From the entries below, pull out every line containing the string "uniform", matching its case exactly, and copy those lines.

** start Dataset records **

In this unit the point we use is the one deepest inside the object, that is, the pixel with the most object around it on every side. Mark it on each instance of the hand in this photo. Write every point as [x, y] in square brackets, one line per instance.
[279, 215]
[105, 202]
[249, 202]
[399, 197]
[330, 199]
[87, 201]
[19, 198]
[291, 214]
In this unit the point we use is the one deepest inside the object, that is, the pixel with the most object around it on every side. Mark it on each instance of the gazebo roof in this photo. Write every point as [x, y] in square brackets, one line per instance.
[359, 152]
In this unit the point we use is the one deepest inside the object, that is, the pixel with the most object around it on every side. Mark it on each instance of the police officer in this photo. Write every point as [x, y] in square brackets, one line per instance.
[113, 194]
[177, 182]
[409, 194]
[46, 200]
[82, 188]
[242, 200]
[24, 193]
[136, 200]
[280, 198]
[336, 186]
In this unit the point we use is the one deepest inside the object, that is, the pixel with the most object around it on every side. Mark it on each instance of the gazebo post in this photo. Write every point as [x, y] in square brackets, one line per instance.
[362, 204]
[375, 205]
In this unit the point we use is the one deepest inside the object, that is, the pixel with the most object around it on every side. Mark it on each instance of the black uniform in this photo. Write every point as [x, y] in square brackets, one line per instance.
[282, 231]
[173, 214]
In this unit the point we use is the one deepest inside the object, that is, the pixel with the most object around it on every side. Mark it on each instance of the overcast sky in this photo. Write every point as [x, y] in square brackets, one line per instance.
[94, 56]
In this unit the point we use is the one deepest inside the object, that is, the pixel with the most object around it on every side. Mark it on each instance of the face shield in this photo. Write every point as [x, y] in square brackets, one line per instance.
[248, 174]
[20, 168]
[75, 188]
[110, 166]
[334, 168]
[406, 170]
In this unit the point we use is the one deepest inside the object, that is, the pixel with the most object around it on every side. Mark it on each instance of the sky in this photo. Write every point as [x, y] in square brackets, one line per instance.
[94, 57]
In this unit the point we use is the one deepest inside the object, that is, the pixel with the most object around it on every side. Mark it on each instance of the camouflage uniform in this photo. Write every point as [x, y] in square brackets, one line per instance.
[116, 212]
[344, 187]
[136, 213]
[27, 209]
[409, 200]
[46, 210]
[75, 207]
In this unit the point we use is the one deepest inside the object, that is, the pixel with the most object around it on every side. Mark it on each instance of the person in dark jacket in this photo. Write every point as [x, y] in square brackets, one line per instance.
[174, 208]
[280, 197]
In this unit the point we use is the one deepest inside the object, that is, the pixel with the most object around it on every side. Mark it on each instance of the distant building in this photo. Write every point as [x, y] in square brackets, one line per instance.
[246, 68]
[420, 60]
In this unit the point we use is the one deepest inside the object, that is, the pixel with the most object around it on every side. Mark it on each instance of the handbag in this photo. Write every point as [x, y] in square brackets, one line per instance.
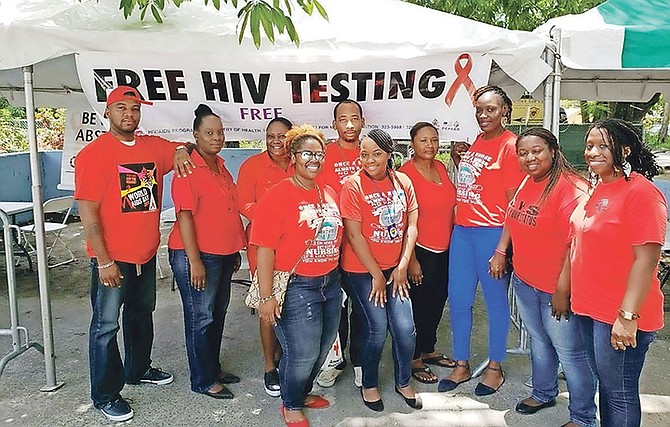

** end Dataset records **

Response for this exercise
In this unit the point we use is the one deepest inside the object, that is, the pixel with the most object around it on every side. Mark it on each instance of the black uniform in this photo. Write every point as [x, y] in square brackets, one line per instance.
In this unit the point we use is the one deepest inside the object, that is, the pixel with the most object around it on every side. Mark it on each instance of the camouflage uniform in this photo. Write every point as [x, y] in square brackets, one line per instance.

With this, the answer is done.